## Görevin
Demirtaş haberinin "HDP Eş Genel Başkanı Selahattin Demirtaş, sokağa" ifadesinden "hakkında soruşturma başlattı." ifadesine kadar olan kısmını, "çarşamba" yerine "perşembe" koyarak yeniden yaz.

## Belge metni
HDP Eş Genel Başkanı Selahattin Demirtaş, sokağa çıkma yasağının sürdüğü Diyarbakır’ın Sur İlçesi’nde yasak ve ablukanın kalkması halinde, bir daha hendek ve barikat olmayacağını söylemiş ve çarşamba gününden itibaren bütün Diyarbakırlıların bulundukları yerden Sur’a doğru yürümeleri çağrısı yapmıştı.

Bu çağrının ardından Diyarbakır Cumhuriyet Başsavcılığı, HDP Eş Genel BaşkanıSelahattin Demirtaş hakkında soruşturma başlattı.

DEMİRTAŞ'TAN SORUŞTURMA İÇİN İLK TEPKİ

Diyarbakır Cumhuriyet Savcılığı'nın hakkında soruşturma başlattığı HDP Eş Genel Başkanı Selahattin Demirtaş, çağrılarının arkasında olduklarını vurgulayarak karara dair "Şiddet eylemine başvurmadan, kimsenin canına kastedilmeden demokratik bir çağrı yaptık ve bunun da arkasındayız. Buna karşı AKP hükümeti ve devlet kurumları buna suç gibi yaklaşıyor. Aslında Sur'da yapılanın kendisi suçtur" değerlendirmesinde bulundu. Demirtaş hakkında soruşturma başlatılmasını katıldığı Özgür Gün Tv yayınında değerlendirdi.

## Verilen bilgiler
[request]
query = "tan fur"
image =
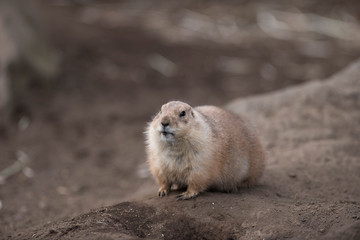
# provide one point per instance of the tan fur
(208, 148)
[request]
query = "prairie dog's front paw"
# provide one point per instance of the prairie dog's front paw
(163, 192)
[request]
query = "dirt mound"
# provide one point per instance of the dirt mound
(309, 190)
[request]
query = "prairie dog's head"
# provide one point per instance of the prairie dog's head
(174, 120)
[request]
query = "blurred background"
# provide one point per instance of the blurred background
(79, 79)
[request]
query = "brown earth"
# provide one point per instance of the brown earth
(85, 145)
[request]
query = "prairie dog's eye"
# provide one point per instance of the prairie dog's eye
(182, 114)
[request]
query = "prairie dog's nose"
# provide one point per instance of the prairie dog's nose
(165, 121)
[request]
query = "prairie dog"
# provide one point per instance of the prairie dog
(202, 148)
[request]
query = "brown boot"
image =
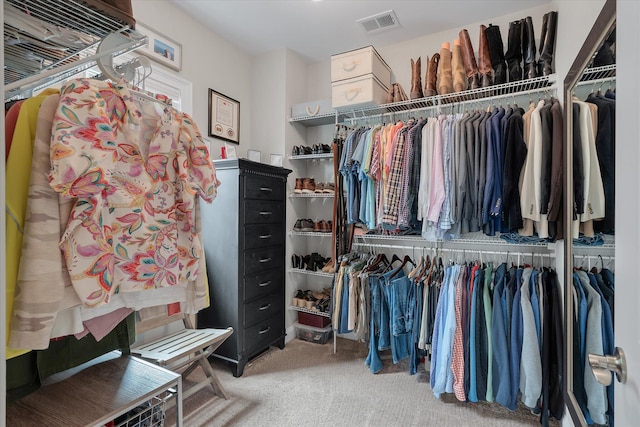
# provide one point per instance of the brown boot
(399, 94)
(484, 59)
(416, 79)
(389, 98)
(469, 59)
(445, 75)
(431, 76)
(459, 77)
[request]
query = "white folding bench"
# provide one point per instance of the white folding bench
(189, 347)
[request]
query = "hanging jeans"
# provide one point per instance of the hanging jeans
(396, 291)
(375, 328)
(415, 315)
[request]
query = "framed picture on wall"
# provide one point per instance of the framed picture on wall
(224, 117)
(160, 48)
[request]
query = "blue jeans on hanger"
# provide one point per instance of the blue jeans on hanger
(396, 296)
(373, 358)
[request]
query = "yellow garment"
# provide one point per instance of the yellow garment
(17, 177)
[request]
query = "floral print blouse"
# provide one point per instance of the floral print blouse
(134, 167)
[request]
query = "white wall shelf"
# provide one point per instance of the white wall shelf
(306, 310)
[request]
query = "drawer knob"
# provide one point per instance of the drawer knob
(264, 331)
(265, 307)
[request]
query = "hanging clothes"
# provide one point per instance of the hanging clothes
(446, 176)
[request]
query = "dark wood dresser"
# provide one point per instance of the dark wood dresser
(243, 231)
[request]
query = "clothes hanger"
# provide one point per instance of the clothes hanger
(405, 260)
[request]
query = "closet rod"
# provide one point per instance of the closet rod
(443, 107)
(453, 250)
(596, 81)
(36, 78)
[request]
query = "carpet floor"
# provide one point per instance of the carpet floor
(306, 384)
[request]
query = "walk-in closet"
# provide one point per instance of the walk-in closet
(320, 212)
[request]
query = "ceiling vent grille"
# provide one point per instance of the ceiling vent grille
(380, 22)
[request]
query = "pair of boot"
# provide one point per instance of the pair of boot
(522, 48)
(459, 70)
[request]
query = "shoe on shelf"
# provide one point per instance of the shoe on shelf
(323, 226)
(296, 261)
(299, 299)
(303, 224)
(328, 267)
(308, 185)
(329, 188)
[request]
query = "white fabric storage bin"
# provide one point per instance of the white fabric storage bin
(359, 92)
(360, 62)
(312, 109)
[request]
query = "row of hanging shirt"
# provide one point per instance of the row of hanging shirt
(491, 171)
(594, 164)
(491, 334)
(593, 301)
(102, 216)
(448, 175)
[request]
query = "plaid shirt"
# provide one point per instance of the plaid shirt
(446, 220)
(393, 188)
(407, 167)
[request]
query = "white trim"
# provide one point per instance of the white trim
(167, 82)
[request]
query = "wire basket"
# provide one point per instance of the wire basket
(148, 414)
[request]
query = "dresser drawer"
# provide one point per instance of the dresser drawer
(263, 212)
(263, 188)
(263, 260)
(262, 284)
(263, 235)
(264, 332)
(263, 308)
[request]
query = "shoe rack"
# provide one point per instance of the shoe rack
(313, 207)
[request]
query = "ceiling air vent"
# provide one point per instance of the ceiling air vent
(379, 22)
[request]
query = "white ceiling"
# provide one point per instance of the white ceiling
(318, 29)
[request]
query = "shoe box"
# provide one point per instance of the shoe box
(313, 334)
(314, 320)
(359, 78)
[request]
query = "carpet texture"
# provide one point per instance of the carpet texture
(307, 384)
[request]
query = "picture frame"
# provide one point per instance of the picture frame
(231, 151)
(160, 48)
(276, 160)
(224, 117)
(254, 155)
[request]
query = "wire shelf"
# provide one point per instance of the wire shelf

## Eksiksiz yanıt
HDP Eş Genel Başkanı Selahattin Demirtaş, sokağa çıkma yasağının sürdüğü Diyarbakır’ın Sur İlçesi’nde yasak ve ablukanın kalkması halinde, bir daha hendek ve barikat olmayacağını söylemiş ve perşembe gününden itibaren bütün Diyarbakırlıların bulundukları yerden Sur’a doğru yürümeleri çağrısı yapmıştı.

Bu çağrının ardından Diyarbakır Cumhuriyet Başsavcılığı, HDP Eş Genel BaşkanıSelahattin Demirtaş hakkında soruşturma başlattı.